:: PROBLEM DESCRIPTION ::
Reproduce verbatim the lines that start with the one containing "The prompts in" and run through the one containing "box: [153, 148, 209, 163]", including both of those lines.

:: DATASET ENTRIES ::
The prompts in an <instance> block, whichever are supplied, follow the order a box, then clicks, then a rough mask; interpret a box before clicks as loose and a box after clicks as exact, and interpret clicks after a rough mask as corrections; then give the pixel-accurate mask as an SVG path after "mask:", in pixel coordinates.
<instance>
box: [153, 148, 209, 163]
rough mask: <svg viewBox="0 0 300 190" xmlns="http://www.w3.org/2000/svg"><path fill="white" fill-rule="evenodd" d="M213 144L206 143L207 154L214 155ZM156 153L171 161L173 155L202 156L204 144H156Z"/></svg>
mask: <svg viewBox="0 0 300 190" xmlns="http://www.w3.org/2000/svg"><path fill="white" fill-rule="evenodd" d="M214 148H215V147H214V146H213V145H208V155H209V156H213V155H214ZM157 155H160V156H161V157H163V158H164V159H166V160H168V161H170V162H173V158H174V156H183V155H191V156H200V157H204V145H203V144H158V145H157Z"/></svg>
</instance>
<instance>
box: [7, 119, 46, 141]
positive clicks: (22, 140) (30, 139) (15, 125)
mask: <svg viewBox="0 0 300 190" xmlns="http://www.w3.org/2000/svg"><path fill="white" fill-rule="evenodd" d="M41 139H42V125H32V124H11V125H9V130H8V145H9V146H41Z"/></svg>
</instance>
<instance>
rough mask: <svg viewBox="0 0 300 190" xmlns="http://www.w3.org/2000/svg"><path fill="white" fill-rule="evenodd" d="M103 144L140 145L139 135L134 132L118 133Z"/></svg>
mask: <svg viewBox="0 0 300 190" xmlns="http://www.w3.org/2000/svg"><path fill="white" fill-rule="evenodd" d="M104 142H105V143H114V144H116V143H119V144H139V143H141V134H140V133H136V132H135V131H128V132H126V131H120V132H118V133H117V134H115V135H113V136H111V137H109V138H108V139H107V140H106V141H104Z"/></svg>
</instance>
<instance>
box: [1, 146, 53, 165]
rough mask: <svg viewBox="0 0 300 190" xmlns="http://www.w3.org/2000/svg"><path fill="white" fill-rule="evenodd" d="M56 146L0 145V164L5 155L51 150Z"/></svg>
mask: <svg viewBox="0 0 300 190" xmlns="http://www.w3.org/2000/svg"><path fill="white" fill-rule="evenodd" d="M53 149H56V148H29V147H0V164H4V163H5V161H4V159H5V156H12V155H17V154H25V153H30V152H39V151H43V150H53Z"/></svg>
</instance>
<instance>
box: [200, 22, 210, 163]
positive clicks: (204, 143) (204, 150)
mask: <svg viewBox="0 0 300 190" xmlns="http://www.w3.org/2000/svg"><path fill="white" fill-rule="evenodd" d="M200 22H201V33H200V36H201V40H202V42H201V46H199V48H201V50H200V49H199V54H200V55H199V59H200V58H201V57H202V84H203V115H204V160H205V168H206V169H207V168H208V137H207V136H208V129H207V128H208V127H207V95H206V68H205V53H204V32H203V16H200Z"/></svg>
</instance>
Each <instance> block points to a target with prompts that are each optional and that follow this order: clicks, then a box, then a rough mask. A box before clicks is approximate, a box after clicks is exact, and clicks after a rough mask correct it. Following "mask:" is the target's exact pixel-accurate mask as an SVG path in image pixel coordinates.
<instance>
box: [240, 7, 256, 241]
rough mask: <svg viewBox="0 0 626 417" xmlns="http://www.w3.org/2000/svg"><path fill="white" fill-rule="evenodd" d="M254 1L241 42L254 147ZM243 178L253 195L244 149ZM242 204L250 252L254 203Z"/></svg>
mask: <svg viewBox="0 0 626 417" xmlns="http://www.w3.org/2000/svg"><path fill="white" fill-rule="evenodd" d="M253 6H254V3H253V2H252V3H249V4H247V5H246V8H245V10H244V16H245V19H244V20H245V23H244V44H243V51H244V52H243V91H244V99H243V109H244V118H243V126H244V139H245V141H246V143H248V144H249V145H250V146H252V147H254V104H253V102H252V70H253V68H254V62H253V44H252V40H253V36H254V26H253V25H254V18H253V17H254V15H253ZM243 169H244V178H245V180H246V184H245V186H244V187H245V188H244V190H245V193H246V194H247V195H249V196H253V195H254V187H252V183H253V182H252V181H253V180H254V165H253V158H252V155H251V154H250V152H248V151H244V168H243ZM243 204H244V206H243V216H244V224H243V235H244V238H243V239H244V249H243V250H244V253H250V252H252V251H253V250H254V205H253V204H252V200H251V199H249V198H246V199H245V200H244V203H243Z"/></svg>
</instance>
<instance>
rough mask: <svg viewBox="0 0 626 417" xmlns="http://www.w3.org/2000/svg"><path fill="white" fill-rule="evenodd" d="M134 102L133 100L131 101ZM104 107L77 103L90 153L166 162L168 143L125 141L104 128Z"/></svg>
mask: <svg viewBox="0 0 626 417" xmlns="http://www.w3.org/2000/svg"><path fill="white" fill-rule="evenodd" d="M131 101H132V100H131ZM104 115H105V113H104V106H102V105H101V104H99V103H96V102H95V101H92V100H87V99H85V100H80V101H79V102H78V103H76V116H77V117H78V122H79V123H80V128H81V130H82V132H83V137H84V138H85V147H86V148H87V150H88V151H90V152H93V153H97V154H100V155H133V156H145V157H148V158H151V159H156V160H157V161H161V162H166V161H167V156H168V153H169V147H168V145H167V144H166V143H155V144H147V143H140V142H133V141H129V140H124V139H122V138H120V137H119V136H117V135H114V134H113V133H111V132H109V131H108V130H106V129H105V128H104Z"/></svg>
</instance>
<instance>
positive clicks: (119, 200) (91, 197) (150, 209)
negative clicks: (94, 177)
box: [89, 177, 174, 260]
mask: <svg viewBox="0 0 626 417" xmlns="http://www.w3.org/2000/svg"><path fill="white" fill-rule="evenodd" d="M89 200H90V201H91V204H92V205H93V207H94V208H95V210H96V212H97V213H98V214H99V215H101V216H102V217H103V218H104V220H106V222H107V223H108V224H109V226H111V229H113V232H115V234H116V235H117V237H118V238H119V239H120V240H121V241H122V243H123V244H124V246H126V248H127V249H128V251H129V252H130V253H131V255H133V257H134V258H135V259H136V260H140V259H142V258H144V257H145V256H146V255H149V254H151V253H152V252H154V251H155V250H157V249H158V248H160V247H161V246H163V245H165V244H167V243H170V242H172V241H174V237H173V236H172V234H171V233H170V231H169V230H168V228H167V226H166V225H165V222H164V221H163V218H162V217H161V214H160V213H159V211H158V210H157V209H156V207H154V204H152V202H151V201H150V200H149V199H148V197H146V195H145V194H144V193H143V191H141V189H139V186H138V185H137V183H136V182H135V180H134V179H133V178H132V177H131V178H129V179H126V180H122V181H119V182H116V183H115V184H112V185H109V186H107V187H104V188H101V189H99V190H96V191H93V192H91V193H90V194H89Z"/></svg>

...

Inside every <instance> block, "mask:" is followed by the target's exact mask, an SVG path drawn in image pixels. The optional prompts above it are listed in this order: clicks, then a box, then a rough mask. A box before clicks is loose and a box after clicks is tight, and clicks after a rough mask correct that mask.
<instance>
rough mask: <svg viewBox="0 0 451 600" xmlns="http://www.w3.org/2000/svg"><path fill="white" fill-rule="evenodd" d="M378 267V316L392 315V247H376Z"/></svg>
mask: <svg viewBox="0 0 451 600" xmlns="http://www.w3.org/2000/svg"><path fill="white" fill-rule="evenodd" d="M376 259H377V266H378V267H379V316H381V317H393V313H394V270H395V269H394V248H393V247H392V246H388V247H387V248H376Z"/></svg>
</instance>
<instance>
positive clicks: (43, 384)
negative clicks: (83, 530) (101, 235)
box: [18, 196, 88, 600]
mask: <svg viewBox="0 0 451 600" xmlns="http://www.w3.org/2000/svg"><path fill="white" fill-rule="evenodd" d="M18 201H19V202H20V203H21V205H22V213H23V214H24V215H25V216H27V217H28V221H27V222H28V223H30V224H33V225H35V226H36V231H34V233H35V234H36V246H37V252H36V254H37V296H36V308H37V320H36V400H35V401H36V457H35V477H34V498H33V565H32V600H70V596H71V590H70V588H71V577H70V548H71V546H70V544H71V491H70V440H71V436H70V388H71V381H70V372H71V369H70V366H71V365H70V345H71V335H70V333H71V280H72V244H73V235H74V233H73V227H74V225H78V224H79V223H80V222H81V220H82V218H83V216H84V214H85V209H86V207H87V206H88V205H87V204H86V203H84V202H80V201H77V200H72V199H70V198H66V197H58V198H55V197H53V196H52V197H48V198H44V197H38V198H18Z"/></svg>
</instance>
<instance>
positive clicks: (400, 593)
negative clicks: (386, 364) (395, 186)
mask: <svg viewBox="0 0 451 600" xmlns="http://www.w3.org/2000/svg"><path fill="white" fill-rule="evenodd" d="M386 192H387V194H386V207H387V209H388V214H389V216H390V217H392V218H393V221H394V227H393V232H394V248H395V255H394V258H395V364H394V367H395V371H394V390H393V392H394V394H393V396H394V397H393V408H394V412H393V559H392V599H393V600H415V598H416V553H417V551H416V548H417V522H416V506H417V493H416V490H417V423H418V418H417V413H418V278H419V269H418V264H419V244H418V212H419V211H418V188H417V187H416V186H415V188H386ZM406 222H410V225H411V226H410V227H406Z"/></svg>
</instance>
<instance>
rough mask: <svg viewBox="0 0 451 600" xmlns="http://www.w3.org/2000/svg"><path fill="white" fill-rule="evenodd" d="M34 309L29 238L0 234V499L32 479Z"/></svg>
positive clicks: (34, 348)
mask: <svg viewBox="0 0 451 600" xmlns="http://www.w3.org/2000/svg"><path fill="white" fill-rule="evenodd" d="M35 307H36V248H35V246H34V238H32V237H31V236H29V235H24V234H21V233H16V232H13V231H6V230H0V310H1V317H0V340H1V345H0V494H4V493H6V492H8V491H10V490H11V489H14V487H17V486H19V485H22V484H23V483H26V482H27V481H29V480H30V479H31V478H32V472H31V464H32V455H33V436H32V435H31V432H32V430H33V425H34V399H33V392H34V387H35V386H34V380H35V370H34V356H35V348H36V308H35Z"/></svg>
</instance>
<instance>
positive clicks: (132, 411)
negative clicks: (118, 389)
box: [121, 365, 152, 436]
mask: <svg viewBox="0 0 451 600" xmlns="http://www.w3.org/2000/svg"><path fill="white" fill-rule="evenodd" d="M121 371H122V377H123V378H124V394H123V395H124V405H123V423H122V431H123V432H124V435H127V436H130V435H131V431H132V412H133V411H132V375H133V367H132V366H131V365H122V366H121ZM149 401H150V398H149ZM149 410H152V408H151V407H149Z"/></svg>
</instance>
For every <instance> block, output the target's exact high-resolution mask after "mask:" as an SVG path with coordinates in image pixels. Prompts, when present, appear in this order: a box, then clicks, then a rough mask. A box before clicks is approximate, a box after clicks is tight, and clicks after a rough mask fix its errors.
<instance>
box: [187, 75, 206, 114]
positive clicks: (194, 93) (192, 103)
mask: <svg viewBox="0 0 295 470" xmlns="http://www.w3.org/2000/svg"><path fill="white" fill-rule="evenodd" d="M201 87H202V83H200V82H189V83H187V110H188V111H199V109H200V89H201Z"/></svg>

:: PROBLEM SOLUTION ::
The prompts in an <instance> block, whichever are supplied, follow the order a box, then clicks, then a rough mask; interpret a box before clicks as loose and a box after clicks as exact, and interpret clicks after a rough mask as corrections; then give the pixel-accurate mask as an SVG path after "mask:", in pixel coordinates.
<instance>
box: [153, 148, 209, 163]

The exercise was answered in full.